> [WORK INSTRUCTIONS]:
Go through the listing and copy every line word for word.

> [DATASET EXTRACT]:
-.-.-
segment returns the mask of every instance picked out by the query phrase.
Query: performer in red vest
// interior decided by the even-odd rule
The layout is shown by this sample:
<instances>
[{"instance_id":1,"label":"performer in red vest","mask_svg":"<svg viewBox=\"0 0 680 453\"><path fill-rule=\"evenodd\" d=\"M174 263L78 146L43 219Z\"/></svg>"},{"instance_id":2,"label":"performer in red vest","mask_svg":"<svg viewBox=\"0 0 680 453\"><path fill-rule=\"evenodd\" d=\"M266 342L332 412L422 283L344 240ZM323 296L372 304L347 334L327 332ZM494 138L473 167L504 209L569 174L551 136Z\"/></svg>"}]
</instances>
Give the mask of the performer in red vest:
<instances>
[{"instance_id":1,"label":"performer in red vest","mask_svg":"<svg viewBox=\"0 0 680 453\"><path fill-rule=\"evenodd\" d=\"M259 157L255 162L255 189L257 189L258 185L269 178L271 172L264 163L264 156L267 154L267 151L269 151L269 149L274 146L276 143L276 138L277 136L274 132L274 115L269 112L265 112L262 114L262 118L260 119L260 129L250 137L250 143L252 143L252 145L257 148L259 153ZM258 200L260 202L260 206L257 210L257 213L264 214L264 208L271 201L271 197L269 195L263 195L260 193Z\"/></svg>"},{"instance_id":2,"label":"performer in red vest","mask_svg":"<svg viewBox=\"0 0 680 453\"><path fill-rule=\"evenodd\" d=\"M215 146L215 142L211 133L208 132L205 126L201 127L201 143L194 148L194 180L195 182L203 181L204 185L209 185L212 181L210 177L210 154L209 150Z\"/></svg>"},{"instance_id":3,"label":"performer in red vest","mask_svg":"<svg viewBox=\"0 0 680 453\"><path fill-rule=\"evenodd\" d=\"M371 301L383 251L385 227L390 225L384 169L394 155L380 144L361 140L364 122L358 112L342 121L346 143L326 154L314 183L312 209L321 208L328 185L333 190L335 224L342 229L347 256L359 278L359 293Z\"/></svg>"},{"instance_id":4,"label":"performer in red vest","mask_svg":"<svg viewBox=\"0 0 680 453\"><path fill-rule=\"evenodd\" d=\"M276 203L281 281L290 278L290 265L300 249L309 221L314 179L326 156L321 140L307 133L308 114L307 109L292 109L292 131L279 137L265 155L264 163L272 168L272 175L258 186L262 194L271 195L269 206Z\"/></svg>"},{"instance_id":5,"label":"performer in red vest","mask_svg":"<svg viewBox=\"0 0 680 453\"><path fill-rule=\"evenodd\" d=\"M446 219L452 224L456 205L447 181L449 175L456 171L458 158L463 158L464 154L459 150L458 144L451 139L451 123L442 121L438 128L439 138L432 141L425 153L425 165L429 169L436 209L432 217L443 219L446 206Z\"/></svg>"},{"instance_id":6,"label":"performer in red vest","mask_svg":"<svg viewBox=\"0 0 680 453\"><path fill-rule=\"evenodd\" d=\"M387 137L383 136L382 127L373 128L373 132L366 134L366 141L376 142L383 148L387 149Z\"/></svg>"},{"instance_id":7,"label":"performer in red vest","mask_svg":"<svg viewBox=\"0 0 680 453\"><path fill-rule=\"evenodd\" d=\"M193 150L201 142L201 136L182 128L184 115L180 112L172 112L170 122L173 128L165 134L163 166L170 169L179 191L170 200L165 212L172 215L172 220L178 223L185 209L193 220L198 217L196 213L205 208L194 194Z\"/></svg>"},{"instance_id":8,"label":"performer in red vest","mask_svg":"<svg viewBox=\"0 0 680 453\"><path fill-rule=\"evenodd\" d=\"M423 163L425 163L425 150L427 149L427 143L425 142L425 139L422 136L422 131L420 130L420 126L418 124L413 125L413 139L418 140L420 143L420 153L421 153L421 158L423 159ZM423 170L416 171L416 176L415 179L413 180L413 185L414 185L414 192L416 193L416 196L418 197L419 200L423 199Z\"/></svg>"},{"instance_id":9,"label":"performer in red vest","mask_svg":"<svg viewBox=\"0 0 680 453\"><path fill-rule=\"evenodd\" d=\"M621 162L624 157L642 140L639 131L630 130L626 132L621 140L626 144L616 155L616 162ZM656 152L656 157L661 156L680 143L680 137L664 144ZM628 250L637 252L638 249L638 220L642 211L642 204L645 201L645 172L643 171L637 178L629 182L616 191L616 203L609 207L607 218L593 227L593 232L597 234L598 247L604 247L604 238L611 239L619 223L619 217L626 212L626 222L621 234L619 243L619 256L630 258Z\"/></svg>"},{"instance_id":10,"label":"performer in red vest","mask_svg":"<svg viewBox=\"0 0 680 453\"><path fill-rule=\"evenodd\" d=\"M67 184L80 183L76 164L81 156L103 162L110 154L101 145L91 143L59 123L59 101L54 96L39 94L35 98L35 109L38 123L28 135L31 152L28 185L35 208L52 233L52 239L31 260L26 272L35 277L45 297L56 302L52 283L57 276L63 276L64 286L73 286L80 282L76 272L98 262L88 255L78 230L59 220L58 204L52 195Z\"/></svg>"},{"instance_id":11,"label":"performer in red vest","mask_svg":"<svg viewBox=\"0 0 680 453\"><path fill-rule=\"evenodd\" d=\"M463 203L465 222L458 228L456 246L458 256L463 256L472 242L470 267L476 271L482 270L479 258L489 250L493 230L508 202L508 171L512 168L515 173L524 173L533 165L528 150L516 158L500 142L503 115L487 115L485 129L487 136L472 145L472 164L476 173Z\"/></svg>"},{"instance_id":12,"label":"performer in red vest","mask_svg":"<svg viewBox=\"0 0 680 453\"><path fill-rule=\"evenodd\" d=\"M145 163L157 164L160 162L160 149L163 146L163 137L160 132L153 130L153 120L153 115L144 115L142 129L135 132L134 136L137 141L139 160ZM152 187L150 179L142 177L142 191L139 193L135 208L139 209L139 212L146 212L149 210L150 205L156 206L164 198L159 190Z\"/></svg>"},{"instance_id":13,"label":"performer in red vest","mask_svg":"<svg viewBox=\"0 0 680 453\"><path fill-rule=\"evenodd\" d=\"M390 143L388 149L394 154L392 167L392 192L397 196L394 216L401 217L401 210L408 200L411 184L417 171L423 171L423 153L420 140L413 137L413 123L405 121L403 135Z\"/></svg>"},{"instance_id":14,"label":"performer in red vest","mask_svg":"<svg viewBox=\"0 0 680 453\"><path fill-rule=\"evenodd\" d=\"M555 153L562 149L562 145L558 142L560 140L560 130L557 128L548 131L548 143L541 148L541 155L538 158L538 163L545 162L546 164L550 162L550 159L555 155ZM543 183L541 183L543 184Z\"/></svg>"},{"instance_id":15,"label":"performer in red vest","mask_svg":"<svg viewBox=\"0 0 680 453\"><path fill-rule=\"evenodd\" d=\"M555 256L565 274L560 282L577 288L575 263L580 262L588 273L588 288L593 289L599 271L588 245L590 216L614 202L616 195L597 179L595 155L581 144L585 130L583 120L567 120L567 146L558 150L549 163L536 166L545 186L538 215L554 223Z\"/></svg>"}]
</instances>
-.-.-
> [RESULT BELOW]:
segment returns the mask of every instance picked out by the query phrase.
Query: performer in red vest
// interior decided by the even-odd rule
The layout is shown by this sample:
<instances>
[{"instance_id":1,"label":"performer in red vest","mask_svg":"<svg viewBox=\"0 0 680 453\"><path fill-rule=\"evenodd\" d=\"M174 263L78 146L43 219Z\"/></svg>"},{"instance_id":2,"label":"performer in red vest","mask_svg":"<svg viewBox=\"0 0 680 453\"><path fill-rule=\"evenodd\" d=\"M266 342L332 412L422 283L344 240ZM323 296L372 304L347 334L327 332ZM494 138L473 167L504 209L569 174L551 136Z\"/></svg>"}]
</instances>
Give the mask of the performer in red vest:
<instances>
[{"instance_id":1,"label":"performer in red vest","mask_svg":"<svg viewBox=\"0 0 680 453\"><path fill-rule=\"evenodd\" d=\"M259 157L255 162L255 189L257 189L258 185L269 178L271 172L264 163L264 156L267 154L267 151L269 151L269 149L274 146L276 143L276 138L277 136L274 132L274 115L269 112L265 112L262 114L262 118L260 119L260 129L250 137L250 143L252 143L252 145L257 148L259 153ZM258 200L260 202L260 206L257 210L257 213L264 214L264 208L271 201L271 197L269 195L263 195L260 193Z\"/></svg>"},{"instance_id":2,"label":"performer in red vest","mask_svg":"<svg viewBox=\"0 0 680 453\"><path fill-rule=\"evenodd\" d=\"M215 146L215 142L211 133L208 132L205 126L201 127L201 143L194 148L194 180L195 182L203 181L204 185L209 185L212 181L210 177L210 154L209 150Z\"/></svg>"},{"instance_id":3,"label":"performer in red vest","mask_svg":"<svg viewBox=\"0 0 680 453\"><path fill-rule=\"evenodd\" d=\"M371 301L383 251L385 227L390 225L384 169L394 155L380 144L361 140L364 122L358 112L342 121L346 143L326 154L314 183L312 209L321 208L328 185L333 190L335 224L342 229L347 256L359 278L359 293Z\"/></svg>"},{"instance_id":4,"label":"performer in red vest","mask_svg":"<svg viewBox=\"0 0 680 453\"><path fill-rule=\"evenodd\" d=\"M276 203L281 281L290 278L290 265L300 249L309 221L314 179L326 156L321 140L307 133L308 114L307 109L292 109L292 131L279 137L265 155L264 163L272 168L272 175L258 186L262 194L271 195L269 206Z\"/></svg>"},{"instance_id":5,"label":"performer in red vest","mask_svg":"<svg viewBox=\"0 0 680 453\"><path fill-rule=\"evenodd\" d=\"M446 219L452 224L456 205L447 181L449 175L456 171L458 158L463 158L464 154L459 150L458 144L451 139L451 123L442 121L438 128L439 138L432 141L425 153L425 165L429 169L436 209L432 217L443 219L446 206Z\"/></svg>"},{"instance_id":6,"label":"performer in red vest","mask_svg":"<svg viewBox=\"0 0 680 453\"><path fill-rule=\"evenodd\" d=\"M387 137L383 136L382 127L373 128L373 132L366 134L366 141L376 142L383 148L387 149Z\"/></svg>"},{"instance_id":7,"label":"performer in red vest","mask_svg":"<svg viewBox=\"0 0 680 453\"><path fill-rule=\"evenodd\" d=\"M193 150L201 142L201 136L182 128L184 115L180 112L172 112L170 122L173 128L165 134L163 166L170 169L179 191L170 200L165 212L172 215L172 220L178 223L185 209L193 220L198 217L196 213L205 208L194 194Z\"/></svg>"},{"instance_id":8,"label":"performer in red vest","mask_svg":"<svg viewBox=\"0 0 680 453\"><path fill-rule=\"evenodd\" d=\"M423 163L425 163L425 150L427 149L427 143L425 142L425 139L422 136L422 131L420 130L420 126L418 124L413 125L413 139L418 140L420 143L420 153L421 153L421 158L423 159ZM423 170L416 171L416 176L415 179L413 180L413 185L414 185L414 192L416 193L416 196L418 197L419 200L423 199Z\"/></svg>"},{"instance_id":9,"label":"performer in red vest","mask_svg":"<svg viewBox=\"0 0 680 453\"><path fill-rule=\"evenodd\" d=\"M621 162L624 157L642 140L639 131L630 130L626 132L621 140L626 144L616 155L616 162ZM656 152L656 157L661 156L680 143L680 137L664 144ZM628 250L637 252L638 249L638 220L642 211L642 204L645 201L645 172L643 171L637 178L629 182L616 191L616 203L609 207L607 218L593 227L593 232L597 234L598 247L604 247L604 238L611 239L619 223L619 217L626 212L626 222L621 234L619 243L619 256L630 258Z\"/></svg>"},{"instance_id":10,"label":"performer in red vest","mask_svg":"<svg viewBox=\"0 0 680 453\"><path fill-rule=\"evenodd\" d=\"M67 184L80 183L76 164L81 156L103 162L110 154L101 145L91 143L59 123L59 101L54 96L39 94L35 98L35 109L38 123L28 135L31 152L28 185L35 208L52 233L52 239L31 260L26 272L35 277L45 297L56 302L52 283L57 276L63 276L64 286L73 286L80 282L76 272L98 262L88 255L78 230L59 220L58 204L52 195Z\"/></svg>"},{"instance_id":11,"label":"performer in red vest","mask_svg":"<svg viewBox=\"0 0 680 453\"><path fill-rule=\"evenodd\" d=\"M463 203L465 222L458 228L456 246L458 256L463 256L472 242L470 267L476 271L482 270L479 258L489 250L493 230L508 202L508 171L512 168L515 173L524 173L533 165L528 150L516 158L500 142L503 115L487 115L485 129L487 136L472 145L472 164L476 173Z\"/></svg>"},{"instance_id":12,"label":"performer in red vest","mask_svg":"<svg viewBox=\"0 0 680 453\"><path fill-rule=\"evenodd\" d=\"M145 163L157 164L160 162L160 149L163 146L163 137L160 132L153 130L153 120L153 115L144 115L142 129L135 132L134 136L137 141L139 160ZM152 187L150 179L142 177L142 191L139 193L135 208L139 209L139 212L146 212L149 210L150 205L156 206L164 198L159 190Z\"/></svg>"},{"instance_id":13,"label":"performer in red vest","mask_svg":"<svg viewBox=\"0 0 680 453\"><path fill-rule=\"evenodd\" d=\"M390 143L388 149L394 154L392 167L392 192L397 196L394 216L401 217L401 210L408 200L411 184L417 171L423 171L423 153L420 140L413 137L413 123L405 121L403 135Z\"/></svg>"},{"instance_id":14,"label":"performer in red vest","mask_svg":"<svg viewBox=\"0 0 680 453\"><path fill-rule=\"evenodd\" d=\"M555 153L562 149L562 145L558 142L560 140L560 130L557 128L548 131L548 143L541 148L541 155L538 158L538 163L545 162L546 164L550 162L550 159L555 155ZM543 183L541 183L543 184Z\"/></svg>"},{"instance_id":15,"label":"performer in red vest","mask_svg":"<svg viewBox=\"0 0 680 453\"><path fill-rule=\"evenodd\" d=\"M555 256L565 274L560 282L577 288L575 263L580 262L588 273L588 288L593 289L599 271L588 245L590 216L614 202L616 195L597 179L595 155L581 144L585 130L583 120L567 120L567 146L558 150L549 163L536 166L545 186L538 215L554 223Z\"/></svg>"}]
</instances>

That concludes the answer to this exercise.